Items listed in a dataset

——

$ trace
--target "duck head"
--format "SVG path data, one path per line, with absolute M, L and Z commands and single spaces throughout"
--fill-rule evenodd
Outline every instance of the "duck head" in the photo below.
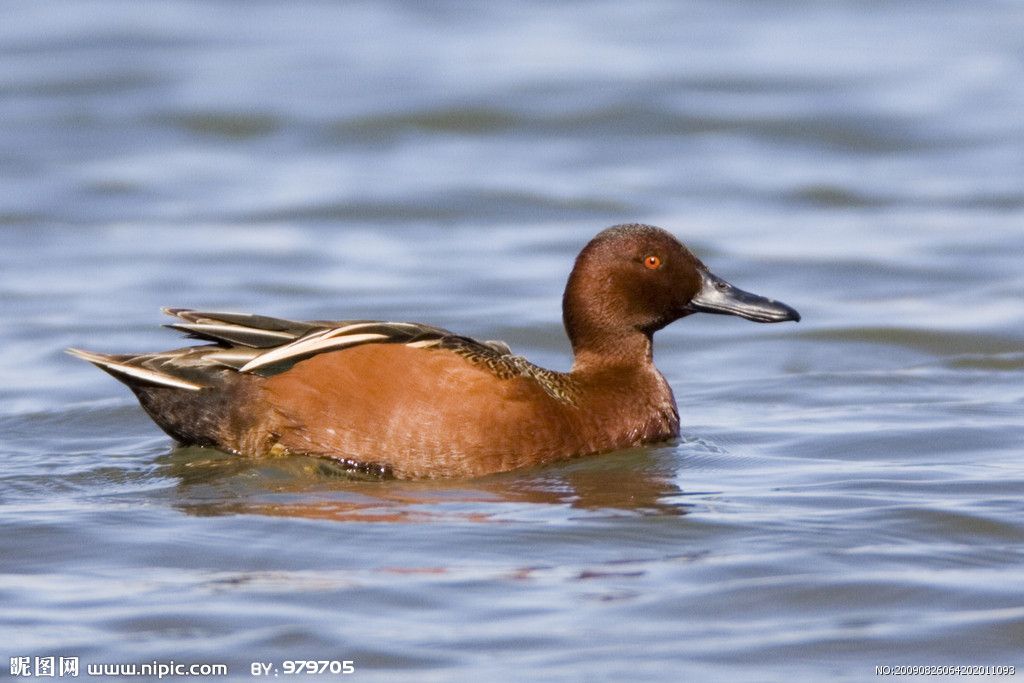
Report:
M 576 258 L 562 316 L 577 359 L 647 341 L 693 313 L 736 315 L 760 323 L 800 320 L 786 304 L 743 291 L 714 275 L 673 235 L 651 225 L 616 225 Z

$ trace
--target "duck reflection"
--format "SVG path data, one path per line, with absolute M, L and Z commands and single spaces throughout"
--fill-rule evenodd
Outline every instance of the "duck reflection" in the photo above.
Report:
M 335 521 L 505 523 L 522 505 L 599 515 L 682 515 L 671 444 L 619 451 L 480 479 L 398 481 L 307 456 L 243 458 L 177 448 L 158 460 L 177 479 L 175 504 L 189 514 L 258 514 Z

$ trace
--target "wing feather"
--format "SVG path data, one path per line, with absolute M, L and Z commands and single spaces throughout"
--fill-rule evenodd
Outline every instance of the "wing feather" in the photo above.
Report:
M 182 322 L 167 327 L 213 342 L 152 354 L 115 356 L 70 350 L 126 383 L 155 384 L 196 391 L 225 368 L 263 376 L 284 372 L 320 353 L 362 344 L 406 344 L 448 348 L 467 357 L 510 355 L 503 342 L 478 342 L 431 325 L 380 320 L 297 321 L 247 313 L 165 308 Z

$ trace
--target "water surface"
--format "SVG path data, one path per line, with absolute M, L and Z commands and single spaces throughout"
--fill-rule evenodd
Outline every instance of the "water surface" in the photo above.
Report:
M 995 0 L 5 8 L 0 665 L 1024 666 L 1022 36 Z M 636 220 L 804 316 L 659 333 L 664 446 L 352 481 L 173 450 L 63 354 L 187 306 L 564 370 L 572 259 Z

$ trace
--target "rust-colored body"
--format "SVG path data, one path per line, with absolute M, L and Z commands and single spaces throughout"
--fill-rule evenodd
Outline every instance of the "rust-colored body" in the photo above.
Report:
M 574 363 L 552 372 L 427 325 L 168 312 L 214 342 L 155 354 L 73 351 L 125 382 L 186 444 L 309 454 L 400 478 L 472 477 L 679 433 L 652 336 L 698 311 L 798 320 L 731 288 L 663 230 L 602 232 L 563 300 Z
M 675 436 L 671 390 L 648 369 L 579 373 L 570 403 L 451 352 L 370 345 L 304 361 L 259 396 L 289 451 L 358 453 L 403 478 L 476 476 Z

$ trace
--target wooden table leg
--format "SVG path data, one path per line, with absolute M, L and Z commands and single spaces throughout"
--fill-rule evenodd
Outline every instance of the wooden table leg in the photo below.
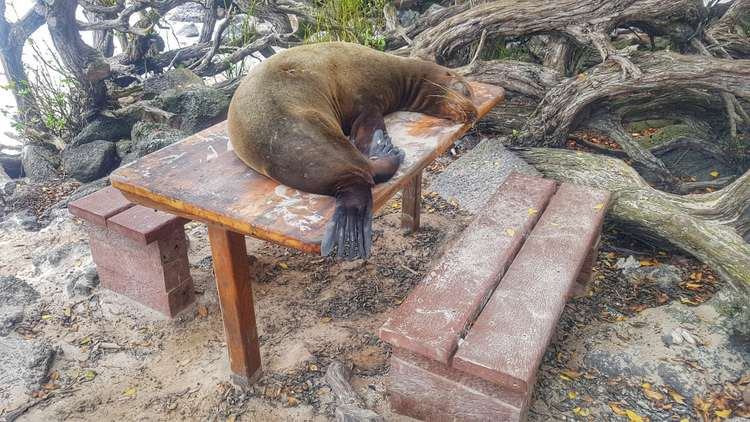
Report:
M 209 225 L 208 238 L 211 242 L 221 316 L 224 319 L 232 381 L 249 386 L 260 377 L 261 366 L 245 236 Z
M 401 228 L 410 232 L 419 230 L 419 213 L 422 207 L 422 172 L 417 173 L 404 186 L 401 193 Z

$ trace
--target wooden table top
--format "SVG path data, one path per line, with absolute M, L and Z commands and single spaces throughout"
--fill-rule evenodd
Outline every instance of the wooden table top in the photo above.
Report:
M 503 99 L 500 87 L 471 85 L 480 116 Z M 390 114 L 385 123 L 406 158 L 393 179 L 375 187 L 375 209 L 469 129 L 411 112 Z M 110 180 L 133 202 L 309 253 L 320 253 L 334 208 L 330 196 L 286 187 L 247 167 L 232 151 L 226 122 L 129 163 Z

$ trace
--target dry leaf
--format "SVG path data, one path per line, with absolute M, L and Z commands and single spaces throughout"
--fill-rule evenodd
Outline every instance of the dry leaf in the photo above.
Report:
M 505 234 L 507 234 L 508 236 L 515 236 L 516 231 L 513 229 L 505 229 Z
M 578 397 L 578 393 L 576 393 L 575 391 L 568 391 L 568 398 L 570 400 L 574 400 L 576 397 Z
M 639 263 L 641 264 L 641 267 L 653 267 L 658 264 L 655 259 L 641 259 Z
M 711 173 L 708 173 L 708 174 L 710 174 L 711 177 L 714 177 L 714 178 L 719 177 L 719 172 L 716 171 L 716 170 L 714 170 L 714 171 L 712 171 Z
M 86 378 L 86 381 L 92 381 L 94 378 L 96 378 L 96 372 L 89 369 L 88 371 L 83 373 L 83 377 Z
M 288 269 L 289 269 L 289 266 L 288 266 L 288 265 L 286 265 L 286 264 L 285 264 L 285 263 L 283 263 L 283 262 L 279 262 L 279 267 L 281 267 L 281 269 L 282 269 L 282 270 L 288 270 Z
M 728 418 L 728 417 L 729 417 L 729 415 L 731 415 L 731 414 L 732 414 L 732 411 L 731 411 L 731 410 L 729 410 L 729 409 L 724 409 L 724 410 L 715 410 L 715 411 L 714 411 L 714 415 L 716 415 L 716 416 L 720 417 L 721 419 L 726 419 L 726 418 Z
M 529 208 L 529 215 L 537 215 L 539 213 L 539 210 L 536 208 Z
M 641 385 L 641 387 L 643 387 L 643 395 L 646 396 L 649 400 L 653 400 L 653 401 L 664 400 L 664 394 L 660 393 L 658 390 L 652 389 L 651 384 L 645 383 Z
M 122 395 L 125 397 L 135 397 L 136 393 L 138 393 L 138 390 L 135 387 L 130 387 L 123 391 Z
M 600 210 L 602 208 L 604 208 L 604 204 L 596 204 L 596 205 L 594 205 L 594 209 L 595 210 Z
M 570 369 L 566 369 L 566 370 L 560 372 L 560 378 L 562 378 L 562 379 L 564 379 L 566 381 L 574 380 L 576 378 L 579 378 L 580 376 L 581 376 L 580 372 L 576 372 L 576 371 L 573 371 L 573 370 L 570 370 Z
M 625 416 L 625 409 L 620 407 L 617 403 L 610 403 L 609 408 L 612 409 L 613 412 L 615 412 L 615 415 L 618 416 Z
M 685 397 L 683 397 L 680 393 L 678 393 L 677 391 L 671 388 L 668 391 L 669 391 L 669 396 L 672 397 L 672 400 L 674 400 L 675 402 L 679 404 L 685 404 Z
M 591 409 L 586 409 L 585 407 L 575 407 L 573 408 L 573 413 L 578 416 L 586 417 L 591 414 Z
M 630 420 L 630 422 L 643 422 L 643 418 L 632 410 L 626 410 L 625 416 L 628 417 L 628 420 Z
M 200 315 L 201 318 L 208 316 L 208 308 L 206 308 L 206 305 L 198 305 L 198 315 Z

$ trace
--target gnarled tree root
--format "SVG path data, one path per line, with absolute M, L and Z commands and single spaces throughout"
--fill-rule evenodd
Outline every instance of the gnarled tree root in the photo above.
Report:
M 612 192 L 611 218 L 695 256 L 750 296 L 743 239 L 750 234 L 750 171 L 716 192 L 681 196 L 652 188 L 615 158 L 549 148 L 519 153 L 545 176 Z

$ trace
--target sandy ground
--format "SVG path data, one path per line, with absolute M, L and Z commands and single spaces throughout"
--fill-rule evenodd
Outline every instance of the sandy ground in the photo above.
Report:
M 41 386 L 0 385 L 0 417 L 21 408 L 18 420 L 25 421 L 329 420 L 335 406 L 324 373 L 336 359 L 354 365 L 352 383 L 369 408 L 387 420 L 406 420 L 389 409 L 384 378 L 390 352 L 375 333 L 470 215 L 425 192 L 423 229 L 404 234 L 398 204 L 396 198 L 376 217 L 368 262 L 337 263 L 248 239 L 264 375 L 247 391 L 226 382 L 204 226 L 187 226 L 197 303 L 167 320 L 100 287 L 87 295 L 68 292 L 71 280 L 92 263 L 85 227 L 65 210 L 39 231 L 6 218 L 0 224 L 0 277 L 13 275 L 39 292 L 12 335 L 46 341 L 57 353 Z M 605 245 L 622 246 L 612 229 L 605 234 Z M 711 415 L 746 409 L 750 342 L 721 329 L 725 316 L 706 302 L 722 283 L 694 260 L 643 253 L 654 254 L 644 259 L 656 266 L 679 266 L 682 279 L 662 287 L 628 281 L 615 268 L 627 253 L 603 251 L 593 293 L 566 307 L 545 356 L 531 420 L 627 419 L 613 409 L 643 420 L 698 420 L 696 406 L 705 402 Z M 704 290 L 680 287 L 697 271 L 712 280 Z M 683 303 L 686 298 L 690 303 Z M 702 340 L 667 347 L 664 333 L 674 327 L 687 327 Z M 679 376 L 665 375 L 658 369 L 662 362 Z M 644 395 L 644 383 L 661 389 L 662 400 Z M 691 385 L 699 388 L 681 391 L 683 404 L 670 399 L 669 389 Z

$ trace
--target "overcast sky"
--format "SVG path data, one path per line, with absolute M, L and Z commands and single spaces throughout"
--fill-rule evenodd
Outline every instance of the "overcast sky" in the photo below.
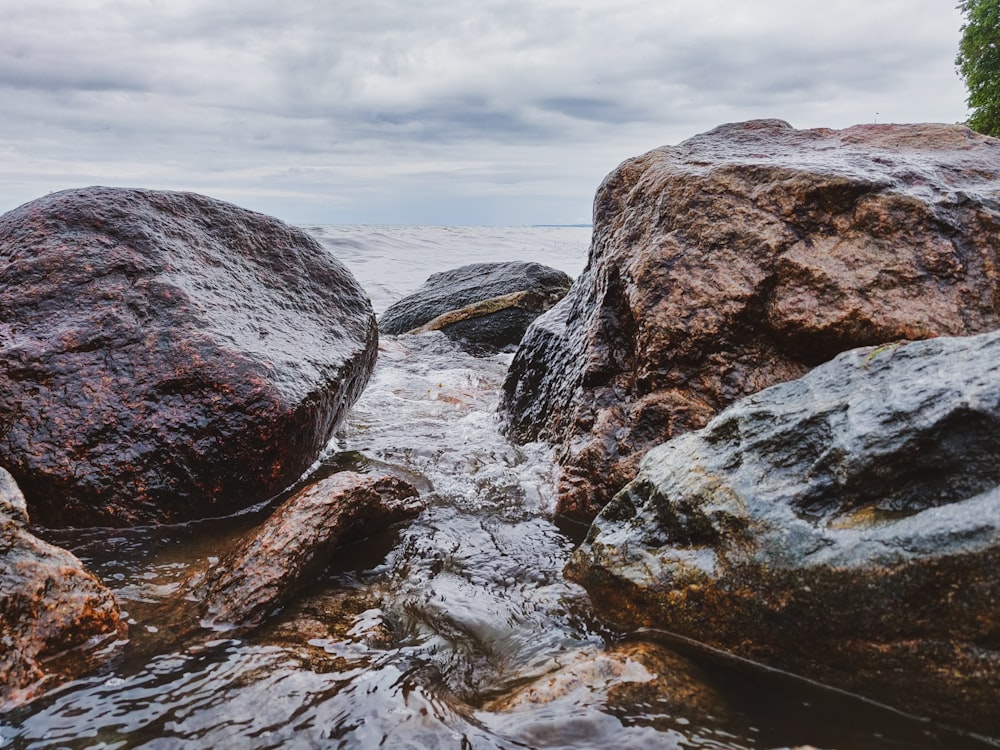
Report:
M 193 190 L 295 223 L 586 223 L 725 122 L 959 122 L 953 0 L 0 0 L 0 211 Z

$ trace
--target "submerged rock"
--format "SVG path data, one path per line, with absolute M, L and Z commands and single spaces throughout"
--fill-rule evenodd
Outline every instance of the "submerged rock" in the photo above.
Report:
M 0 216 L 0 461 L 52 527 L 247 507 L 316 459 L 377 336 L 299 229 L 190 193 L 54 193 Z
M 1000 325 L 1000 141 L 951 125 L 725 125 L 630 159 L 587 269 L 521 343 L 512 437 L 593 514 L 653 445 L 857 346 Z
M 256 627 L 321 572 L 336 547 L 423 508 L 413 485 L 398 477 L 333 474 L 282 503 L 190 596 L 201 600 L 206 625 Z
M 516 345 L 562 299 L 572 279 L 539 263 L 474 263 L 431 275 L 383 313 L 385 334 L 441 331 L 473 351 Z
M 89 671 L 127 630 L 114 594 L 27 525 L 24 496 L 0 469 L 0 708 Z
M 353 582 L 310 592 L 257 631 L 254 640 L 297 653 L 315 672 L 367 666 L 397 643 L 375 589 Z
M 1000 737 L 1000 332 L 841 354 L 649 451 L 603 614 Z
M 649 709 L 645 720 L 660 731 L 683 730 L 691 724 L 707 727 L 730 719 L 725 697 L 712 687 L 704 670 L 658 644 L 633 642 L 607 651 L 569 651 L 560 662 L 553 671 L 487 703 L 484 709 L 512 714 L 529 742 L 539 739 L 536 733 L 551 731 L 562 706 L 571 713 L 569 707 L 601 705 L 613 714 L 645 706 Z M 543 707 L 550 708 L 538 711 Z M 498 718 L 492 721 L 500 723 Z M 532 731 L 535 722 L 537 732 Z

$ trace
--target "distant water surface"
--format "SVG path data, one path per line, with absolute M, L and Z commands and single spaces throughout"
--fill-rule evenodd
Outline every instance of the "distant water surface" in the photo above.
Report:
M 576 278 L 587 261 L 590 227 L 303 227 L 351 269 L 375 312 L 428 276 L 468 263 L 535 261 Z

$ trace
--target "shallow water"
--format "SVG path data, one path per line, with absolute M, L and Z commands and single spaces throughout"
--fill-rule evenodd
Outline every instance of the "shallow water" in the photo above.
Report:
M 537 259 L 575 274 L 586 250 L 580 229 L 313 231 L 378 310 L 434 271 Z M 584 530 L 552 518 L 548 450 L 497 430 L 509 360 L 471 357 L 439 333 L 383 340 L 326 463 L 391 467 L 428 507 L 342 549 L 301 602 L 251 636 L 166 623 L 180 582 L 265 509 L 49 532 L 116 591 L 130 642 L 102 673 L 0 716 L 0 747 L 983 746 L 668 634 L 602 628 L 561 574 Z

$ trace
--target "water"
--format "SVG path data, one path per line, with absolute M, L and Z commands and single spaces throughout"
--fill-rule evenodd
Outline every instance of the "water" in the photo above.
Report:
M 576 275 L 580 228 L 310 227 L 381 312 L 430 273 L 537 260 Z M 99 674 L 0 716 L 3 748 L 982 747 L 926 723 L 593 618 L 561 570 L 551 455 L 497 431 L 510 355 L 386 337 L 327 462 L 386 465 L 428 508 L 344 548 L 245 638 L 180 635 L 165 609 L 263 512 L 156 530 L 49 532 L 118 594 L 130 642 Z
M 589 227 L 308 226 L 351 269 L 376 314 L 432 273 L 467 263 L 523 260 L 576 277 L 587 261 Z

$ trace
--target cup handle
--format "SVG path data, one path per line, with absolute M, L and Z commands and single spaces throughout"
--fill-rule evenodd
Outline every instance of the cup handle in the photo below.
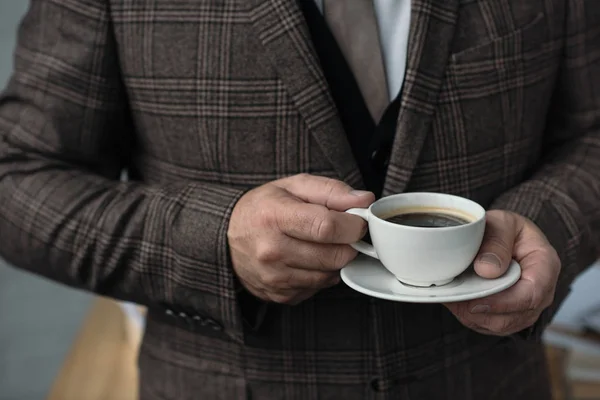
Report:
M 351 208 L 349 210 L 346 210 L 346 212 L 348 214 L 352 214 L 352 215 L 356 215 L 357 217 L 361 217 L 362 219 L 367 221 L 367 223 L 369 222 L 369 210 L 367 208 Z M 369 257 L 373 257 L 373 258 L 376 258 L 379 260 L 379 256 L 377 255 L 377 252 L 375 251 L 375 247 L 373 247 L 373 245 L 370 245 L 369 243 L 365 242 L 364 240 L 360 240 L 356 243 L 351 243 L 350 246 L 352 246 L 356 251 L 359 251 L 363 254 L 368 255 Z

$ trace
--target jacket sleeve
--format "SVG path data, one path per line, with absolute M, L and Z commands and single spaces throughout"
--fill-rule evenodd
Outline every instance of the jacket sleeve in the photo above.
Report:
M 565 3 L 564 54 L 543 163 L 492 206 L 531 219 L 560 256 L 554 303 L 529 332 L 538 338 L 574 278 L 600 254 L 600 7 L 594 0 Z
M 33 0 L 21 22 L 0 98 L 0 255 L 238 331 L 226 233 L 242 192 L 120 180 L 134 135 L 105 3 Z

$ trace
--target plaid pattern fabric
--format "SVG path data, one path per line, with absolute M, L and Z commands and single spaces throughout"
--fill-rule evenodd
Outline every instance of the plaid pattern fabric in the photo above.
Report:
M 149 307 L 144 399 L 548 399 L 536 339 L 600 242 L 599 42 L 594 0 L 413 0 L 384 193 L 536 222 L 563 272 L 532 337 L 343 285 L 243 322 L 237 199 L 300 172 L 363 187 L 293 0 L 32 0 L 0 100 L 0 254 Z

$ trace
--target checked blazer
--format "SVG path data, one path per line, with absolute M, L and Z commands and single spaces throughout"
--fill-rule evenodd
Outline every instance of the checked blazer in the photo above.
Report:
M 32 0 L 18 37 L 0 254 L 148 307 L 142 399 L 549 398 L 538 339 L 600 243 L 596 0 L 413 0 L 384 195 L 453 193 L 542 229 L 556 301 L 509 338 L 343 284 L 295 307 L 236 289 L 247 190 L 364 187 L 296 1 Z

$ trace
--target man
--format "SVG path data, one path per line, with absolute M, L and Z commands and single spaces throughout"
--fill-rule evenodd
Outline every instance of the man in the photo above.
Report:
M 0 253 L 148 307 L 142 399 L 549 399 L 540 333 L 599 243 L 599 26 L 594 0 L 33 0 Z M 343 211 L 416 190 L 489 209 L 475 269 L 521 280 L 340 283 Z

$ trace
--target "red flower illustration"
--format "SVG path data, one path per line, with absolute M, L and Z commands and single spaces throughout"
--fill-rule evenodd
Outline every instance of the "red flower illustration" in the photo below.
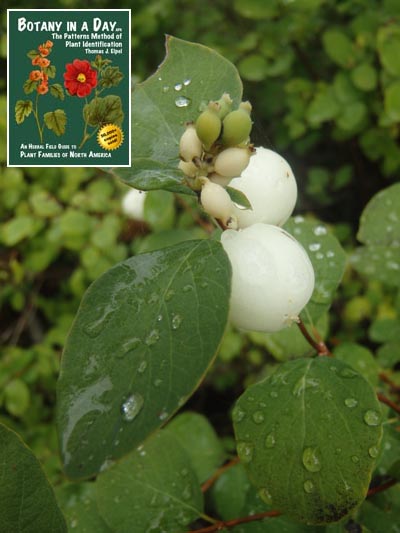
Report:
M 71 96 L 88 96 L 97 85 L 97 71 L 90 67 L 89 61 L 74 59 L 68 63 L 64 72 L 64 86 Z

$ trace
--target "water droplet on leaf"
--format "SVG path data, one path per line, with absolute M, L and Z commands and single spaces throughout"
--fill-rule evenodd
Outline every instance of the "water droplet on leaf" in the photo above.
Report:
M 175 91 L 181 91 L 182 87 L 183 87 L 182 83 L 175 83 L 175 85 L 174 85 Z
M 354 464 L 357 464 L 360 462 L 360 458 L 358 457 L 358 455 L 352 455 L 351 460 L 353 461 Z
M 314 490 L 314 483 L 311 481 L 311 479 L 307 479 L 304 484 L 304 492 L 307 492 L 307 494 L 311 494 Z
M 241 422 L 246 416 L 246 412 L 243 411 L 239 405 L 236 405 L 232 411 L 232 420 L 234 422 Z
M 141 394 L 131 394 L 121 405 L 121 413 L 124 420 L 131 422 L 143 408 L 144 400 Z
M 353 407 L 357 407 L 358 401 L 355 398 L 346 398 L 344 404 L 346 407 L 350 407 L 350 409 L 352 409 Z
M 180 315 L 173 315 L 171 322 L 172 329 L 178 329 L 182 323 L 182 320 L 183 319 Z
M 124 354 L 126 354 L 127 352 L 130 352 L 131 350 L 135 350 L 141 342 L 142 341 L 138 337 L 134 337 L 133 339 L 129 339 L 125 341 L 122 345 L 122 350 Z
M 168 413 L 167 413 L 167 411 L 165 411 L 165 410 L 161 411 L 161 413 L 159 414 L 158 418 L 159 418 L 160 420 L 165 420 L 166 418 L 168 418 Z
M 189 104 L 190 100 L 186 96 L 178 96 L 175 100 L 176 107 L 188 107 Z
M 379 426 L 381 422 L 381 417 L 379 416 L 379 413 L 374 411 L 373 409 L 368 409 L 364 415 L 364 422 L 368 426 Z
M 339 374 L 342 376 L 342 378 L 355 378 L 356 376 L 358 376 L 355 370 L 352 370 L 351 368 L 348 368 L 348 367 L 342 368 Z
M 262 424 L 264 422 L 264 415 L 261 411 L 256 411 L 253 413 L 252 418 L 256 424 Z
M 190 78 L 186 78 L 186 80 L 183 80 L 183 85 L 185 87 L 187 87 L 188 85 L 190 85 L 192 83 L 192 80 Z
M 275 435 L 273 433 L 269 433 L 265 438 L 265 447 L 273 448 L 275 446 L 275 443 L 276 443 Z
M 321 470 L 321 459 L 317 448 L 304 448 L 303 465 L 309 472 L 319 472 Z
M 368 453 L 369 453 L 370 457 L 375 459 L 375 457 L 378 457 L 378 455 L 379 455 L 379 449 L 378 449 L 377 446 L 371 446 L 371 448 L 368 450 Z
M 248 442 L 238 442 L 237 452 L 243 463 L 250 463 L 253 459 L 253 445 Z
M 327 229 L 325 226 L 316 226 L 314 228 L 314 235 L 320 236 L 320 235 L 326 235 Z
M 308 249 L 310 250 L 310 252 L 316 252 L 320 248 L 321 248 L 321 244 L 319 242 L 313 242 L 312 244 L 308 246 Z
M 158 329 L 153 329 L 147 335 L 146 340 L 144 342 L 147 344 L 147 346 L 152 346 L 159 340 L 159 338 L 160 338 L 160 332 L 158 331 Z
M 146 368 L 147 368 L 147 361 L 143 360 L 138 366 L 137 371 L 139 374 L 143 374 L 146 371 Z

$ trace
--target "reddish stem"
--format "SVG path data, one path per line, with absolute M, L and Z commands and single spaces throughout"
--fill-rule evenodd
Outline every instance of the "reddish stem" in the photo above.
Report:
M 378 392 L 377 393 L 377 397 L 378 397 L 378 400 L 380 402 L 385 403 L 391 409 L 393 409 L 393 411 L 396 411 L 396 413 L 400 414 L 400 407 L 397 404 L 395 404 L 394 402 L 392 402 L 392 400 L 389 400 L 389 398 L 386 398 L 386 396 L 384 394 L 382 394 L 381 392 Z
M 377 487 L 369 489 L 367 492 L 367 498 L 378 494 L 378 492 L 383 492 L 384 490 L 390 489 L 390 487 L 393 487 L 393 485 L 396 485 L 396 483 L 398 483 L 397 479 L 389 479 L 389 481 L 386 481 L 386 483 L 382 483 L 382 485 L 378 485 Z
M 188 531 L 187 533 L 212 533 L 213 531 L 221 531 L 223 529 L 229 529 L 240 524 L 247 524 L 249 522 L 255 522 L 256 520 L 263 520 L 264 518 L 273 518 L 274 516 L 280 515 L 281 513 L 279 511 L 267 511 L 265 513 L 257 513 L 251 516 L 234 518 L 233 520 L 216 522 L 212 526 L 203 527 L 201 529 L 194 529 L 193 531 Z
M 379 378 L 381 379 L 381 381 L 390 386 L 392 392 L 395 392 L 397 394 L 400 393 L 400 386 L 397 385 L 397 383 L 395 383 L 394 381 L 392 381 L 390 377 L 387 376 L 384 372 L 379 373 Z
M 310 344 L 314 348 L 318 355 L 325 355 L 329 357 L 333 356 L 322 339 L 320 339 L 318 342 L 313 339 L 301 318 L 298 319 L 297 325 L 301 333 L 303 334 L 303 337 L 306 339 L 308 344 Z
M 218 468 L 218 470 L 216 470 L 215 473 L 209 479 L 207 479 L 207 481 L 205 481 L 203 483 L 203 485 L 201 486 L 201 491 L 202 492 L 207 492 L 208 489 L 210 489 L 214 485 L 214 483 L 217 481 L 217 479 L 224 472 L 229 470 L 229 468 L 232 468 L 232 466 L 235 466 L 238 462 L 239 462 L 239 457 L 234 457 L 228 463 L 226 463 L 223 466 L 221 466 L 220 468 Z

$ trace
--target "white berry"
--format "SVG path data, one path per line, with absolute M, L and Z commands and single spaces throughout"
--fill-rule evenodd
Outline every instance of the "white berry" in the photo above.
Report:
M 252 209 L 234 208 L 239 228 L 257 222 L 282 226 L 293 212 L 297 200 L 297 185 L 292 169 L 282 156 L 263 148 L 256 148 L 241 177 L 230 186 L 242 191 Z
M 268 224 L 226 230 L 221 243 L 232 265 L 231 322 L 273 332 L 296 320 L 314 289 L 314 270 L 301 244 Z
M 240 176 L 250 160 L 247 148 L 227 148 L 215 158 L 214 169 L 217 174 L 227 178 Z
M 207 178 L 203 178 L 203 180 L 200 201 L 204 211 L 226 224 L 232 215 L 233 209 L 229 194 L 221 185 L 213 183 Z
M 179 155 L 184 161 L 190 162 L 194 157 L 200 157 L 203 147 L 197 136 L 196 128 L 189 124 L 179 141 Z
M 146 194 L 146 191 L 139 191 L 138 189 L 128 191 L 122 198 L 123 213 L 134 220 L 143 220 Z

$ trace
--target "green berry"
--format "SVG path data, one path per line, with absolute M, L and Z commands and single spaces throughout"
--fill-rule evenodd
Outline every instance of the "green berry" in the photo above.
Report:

——

Scan the records above for the string "droplet", then select every line that holds it.

→ Exercise solution:
--target "water droplet on leaf"
Outline every instance of the "water droplet on leaf" in the photo above.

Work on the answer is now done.